Description of the task: Go over these records and count the lines with the string "below" in them; the count is all that should be returned.

Records from a data source:

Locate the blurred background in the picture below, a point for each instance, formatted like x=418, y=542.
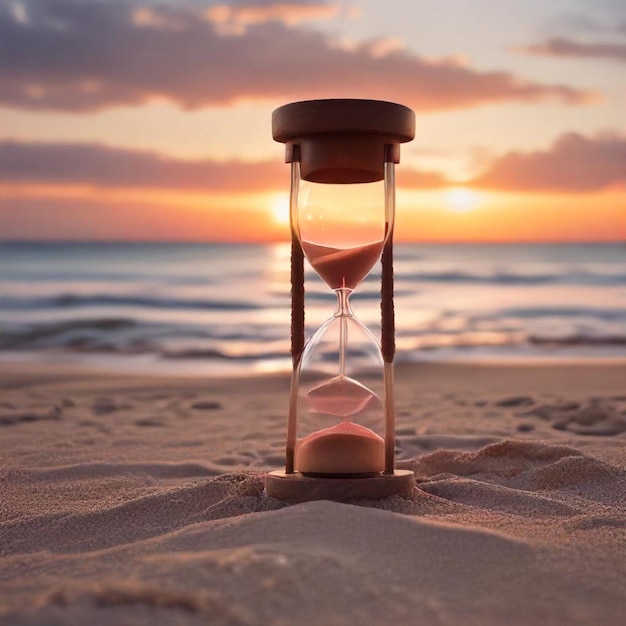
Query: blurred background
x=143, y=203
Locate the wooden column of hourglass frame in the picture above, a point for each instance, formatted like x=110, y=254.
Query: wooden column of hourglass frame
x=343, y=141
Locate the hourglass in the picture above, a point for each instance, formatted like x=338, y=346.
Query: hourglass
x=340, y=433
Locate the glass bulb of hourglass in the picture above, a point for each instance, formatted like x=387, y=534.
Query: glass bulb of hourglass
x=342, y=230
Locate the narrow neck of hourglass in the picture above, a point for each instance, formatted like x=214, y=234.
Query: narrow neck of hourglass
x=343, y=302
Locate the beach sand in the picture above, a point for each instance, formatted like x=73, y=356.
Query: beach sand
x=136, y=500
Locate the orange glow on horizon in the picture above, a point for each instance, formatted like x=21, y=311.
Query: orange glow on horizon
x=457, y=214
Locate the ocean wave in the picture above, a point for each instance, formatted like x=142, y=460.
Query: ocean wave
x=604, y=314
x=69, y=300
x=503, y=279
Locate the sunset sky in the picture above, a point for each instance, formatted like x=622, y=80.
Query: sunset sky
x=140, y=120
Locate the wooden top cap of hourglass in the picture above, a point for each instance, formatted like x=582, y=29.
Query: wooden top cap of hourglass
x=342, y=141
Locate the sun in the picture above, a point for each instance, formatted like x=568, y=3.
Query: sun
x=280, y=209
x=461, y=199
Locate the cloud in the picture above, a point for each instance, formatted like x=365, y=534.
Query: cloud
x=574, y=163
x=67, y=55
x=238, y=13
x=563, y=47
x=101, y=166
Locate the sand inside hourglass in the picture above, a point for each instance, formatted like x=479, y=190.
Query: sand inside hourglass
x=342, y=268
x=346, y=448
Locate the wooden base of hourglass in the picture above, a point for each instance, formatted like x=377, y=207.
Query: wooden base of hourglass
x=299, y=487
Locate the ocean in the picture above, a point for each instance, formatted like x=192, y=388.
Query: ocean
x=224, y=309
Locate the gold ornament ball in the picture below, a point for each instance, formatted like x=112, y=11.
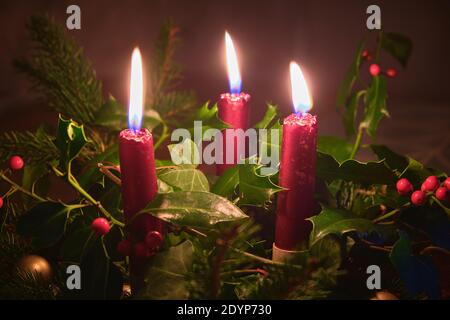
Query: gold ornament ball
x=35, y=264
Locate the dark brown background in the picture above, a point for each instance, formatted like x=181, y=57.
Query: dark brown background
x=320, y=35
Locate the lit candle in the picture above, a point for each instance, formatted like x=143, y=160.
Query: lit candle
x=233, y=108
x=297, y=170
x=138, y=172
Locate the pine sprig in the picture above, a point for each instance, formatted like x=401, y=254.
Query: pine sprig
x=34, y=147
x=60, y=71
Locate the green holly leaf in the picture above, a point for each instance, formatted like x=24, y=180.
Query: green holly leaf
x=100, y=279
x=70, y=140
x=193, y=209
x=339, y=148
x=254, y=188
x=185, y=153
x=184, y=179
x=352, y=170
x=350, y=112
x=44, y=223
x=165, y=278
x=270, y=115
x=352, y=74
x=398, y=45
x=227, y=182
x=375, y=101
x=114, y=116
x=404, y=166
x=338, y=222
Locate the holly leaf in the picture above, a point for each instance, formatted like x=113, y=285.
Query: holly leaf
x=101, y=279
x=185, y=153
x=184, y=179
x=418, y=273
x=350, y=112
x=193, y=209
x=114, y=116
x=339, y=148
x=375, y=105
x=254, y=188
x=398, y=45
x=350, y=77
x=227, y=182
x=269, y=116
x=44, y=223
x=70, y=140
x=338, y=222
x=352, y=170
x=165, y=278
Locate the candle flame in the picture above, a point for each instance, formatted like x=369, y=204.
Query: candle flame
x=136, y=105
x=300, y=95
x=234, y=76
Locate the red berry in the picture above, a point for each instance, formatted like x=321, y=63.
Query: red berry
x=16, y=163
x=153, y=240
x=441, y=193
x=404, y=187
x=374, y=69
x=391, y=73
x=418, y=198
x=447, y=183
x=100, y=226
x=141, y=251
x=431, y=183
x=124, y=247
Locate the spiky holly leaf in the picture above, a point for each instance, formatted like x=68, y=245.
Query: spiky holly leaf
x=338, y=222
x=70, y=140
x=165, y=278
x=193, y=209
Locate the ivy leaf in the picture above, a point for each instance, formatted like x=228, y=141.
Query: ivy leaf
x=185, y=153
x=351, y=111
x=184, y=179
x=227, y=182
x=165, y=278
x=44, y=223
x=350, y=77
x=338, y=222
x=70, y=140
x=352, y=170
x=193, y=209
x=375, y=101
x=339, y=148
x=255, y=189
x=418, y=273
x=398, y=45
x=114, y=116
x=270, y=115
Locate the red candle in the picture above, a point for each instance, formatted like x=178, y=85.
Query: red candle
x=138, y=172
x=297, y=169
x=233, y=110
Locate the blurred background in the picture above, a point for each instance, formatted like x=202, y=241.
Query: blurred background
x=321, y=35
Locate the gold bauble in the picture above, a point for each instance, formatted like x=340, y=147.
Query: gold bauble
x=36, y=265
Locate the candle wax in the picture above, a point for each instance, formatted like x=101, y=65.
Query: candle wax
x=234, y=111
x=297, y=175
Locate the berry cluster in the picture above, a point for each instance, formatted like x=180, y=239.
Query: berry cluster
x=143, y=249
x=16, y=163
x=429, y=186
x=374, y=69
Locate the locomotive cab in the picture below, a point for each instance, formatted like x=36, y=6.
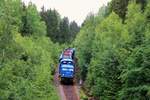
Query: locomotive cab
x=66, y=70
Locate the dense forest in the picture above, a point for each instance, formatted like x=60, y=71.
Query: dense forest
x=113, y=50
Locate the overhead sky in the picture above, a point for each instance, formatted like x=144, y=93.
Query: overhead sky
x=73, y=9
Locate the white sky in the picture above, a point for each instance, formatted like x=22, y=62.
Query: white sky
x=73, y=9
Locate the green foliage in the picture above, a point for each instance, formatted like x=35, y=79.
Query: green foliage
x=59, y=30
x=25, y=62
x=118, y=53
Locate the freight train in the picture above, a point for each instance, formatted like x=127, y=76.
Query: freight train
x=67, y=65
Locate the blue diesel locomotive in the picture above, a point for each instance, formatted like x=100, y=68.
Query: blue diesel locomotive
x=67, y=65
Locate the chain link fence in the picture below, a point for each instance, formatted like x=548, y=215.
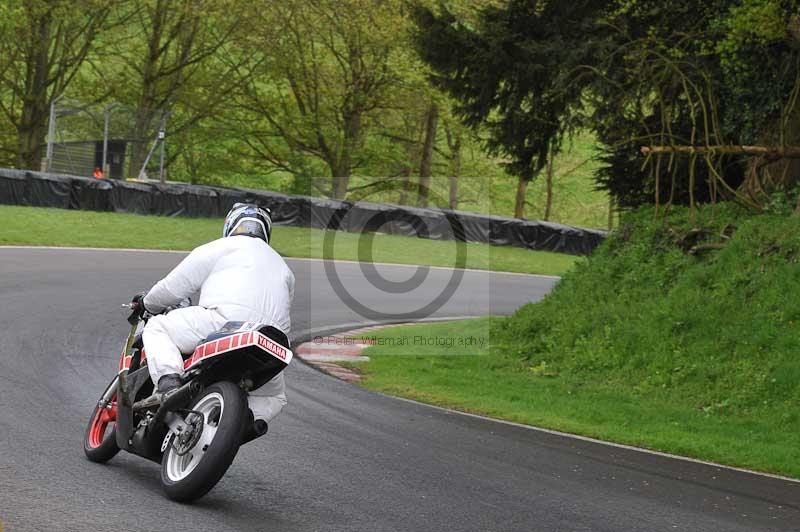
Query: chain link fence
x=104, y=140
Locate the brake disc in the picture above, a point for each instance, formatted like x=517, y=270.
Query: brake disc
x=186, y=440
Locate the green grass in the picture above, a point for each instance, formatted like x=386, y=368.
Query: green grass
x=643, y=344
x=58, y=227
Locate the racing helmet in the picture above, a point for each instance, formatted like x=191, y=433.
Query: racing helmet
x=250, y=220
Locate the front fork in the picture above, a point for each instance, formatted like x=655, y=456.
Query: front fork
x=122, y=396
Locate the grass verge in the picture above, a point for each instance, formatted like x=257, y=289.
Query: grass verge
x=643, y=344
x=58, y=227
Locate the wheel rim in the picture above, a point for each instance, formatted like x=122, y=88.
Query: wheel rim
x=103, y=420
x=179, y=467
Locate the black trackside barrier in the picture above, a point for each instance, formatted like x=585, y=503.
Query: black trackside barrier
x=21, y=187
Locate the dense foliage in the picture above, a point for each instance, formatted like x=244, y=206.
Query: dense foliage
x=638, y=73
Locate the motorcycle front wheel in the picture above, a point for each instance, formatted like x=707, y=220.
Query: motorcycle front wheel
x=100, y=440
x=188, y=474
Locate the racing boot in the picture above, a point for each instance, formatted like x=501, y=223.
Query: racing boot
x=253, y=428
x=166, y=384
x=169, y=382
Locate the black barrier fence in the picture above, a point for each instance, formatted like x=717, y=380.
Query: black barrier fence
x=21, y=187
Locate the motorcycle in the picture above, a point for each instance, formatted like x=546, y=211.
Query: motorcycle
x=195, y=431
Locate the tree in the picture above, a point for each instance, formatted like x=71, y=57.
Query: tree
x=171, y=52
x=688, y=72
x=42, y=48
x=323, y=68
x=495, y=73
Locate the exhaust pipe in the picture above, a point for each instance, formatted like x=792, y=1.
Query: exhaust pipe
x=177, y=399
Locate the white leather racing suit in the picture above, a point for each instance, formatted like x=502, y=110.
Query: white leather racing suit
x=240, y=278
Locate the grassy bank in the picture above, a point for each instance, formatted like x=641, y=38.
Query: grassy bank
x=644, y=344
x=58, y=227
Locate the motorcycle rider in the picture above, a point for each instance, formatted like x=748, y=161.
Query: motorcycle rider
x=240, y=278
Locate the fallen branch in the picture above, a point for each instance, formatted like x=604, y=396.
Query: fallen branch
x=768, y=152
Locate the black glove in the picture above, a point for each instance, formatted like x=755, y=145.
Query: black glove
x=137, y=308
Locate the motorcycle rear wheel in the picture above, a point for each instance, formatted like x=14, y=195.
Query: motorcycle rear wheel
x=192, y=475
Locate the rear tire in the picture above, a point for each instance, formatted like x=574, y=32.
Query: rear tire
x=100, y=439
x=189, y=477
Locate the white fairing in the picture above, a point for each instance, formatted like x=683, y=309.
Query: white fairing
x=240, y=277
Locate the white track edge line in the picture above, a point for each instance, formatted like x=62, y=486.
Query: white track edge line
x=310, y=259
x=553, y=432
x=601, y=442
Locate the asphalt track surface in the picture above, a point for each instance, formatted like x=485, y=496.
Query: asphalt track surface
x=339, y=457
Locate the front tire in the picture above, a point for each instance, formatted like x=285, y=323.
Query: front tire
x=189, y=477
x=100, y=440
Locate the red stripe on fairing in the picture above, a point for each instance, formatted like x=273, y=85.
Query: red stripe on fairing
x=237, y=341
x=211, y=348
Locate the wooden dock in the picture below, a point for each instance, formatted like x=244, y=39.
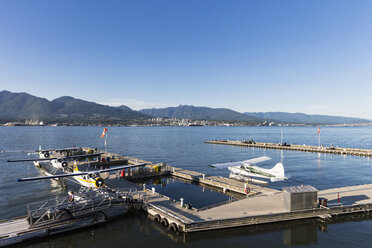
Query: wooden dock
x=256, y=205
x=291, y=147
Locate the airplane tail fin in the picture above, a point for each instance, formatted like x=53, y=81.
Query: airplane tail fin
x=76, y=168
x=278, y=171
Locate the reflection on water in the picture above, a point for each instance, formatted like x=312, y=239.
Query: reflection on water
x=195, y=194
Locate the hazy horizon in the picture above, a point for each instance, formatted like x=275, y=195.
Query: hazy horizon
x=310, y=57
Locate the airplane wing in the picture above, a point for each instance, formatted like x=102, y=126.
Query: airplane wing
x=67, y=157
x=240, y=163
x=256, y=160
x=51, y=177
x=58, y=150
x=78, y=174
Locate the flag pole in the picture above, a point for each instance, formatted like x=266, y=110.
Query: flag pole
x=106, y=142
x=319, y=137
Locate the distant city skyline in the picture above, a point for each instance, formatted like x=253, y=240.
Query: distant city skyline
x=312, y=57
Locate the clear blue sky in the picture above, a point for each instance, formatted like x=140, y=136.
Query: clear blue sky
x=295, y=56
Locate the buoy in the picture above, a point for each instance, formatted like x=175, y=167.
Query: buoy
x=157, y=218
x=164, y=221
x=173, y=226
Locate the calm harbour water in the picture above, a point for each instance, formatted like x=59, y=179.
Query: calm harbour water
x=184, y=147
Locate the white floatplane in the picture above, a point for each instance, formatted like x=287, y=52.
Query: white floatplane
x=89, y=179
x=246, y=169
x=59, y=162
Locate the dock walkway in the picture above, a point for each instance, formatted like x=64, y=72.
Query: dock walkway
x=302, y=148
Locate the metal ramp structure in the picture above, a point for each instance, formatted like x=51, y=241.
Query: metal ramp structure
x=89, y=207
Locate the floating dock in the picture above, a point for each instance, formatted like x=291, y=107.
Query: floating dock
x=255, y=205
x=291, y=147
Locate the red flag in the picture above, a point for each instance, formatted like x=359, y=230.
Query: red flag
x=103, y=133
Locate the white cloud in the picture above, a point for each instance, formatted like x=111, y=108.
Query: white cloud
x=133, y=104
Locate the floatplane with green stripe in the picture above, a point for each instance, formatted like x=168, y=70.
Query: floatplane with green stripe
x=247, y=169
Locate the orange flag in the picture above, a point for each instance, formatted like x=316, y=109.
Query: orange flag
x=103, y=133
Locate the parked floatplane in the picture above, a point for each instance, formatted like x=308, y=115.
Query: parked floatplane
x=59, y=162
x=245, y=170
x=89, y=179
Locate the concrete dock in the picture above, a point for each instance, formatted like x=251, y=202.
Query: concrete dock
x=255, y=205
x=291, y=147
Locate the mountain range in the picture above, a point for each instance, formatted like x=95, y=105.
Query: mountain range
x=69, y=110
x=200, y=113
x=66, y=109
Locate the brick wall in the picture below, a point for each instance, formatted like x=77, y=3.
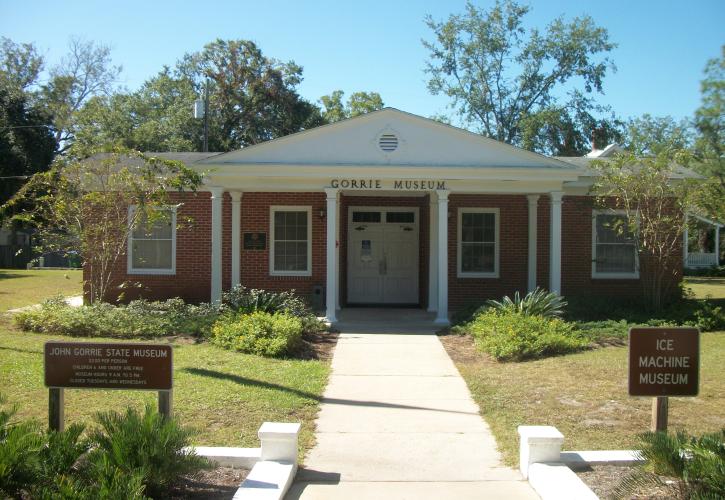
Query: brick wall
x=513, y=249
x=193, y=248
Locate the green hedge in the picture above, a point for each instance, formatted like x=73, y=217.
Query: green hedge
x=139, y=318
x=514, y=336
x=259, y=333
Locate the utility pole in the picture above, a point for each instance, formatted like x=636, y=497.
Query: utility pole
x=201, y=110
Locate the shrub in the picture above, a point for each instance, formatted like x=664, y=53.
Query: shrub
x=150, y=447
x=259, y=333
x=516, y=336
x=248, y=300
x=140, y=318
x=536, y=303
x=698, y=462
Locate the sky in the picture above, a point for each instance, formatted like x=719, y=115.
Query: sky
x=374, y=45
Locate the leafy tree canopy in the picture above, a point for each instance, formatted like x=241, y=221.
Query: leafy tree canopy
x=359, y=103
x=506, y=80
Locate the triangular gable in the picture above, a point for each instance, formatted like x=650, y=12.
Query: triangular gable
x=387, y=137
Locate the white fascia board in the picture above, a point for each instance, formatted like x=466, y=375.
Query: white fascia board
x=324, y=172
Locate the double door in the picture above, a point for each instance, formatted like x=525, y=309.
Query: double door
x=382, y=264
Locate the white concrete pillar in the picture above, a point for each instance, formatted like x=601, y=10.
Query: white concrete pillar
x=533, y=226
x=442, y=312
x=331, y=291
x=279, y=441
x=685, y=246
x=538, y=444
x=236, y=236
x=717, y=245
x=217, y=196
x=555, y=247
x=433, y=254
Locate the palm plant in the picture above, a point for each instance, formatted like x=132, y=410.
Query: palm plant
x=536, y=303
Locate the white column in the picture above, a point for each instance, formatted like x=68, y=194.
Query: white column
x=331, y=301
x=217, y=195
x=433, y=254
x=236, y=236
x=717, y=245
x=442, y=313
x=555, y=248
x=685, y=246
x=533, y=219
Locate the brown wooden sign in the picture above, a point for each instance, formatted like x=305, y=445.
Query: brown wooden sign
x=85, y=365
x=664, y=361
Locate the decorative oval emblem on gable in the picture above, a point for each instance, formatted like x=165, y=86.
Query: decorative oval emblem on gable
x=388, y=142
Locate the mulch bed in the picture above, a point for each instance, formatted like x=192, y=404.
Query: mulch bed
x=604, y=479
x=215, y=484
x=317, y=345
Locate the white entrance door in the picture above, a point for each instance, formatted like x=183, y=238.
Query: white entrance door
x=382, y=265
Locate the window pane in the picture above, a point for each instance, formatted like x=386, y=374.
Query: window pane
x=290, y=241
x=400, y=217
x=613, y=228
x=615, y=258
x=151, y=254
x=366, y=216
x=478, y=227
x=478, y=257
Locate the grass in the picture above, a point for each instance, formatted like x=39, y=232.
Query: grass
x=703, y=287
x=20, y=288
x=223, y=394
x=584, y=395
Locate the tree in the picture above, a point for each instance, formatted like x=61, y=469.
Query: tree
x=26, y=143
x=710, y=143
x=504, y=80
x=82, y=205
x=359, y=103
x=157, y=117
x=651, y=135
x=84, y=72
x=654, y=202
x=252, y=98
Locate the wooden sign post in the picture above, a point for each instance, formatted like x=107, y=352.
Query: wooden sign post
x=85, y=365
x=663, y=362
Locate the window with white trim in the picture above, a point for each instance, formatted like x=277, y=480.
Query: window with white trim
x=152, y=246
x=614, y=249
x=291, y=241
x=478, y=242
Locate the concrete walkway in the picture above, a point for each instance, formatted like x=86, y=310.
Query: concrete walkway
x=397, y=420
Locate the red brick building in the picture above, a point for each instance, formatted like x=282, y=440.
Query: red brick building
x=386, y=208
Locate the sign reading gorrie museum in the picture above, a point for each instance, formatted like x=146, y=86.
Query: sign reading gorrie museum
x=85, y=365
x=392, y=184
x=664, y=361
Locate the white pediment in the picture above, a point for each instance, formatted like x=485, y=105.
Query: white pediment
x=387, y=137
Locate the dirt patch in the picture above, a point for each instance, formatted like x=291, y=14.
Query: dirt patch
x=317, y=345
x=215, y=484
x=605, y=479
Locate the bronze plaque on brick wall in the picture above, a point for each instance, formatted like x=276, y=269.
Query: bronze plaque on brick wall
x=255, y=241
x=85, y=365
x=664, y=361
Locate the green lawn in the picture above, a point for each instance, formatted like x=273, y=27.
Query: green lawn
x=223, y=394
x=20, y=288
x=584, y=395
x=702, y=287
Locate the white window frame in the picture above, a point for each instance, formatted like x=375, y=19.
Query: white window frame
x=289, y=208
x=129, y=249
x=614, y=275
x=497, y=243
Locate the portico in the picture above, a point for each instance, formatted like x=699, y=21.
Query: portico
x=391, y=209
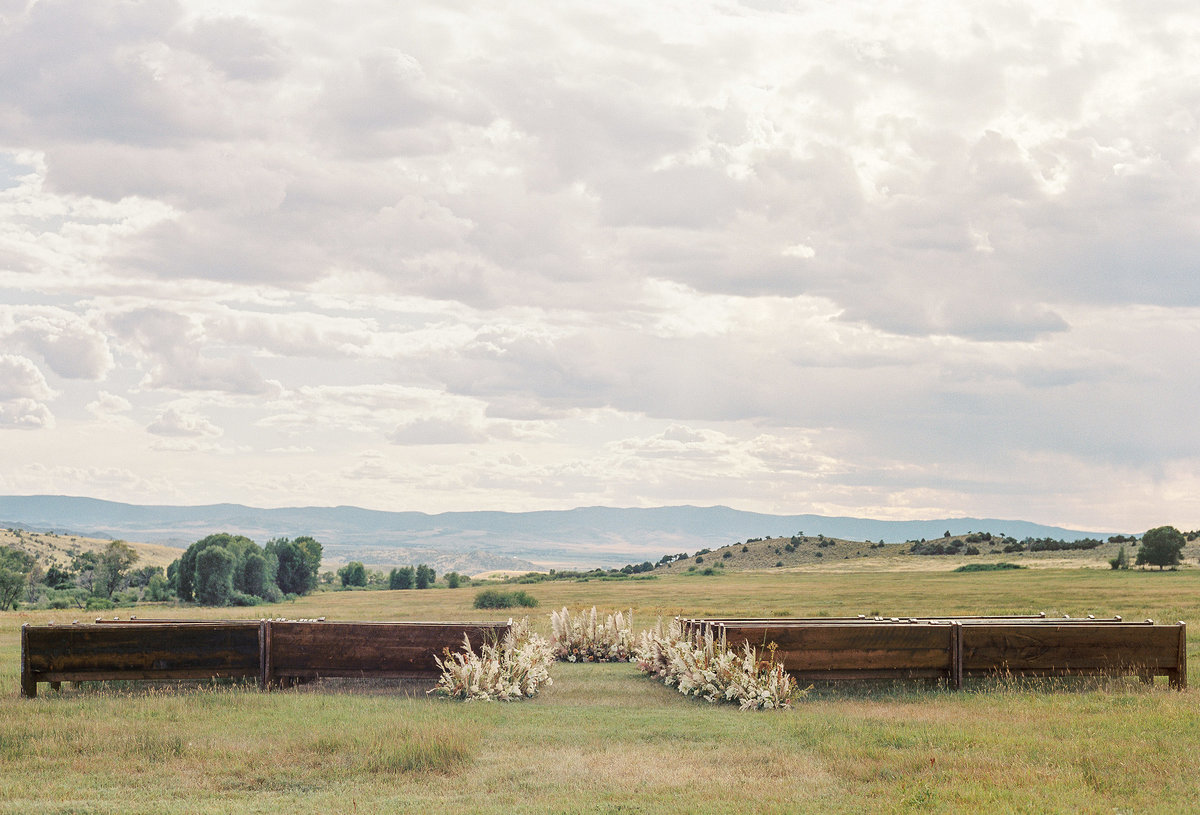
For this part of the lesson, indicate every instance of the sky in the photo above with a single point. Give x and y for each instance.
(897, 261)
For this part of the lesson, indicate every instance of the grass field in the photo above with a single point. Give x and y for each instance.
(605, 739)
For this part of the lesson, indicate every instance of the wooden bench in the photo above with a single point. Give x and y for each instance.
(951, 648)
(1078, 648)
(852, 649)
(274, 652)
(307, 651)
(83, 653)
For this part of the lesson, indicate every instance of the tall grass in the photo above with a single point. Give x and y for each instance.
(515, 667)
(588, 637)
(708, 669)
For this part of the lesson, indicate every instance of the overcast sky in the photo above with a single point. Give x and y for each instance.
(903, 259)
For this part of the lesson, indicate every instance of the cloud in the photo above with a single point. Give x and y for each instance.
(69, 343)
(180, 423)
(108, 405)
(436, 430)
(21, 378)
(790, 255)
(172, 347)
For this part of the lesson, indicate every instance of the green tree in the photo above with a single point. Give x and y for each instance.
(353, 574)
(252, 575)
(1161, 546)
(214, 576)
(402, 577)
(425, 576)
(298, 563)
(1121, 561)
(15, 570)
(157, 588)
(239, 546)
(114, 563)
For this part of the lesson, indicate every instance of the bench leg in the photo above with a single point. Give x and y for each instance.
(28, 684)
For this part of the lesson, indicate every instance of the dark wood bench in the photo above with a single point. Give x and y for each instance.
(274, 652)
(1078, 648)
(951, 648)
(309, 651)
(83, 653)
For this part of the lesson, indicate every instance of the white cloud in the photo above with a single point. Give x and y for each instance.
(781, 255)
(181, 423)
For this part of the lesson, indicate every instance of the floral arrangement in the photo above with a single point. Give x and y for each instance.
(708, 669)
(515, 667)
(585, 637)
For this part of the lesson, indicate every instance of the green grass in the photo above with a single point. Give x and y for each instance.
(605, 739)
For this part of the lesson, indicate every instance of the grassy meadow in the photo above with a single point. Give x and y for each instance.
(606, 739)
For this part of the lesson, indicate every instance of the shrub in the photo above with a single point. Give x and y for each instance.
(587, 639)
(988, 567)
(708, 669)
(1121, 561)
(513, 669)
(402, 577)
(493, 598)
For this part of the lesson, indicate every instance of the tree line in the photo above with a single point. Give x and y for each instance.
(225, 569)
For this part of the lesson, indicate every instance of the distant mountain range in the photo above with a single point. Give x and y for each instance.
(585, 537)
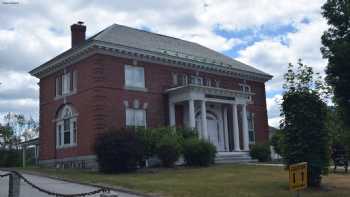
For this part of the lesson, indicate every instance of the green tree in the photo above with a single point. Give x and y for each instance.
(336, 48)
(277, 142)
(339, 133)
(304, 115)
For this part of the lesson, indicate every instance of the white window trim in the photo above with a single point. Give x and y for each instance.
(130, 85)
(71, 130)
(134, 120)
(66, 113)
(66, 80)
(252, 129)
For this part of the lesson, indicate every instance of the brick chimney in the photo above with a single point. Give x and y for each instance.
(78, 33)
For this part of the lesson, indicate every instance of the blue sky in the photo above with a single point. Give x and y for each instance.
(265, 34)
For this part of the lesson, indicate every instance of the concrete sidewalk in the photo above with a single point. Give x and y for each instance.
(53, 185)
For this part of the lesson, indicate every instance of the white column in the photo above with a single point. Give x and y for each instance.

Your response: 6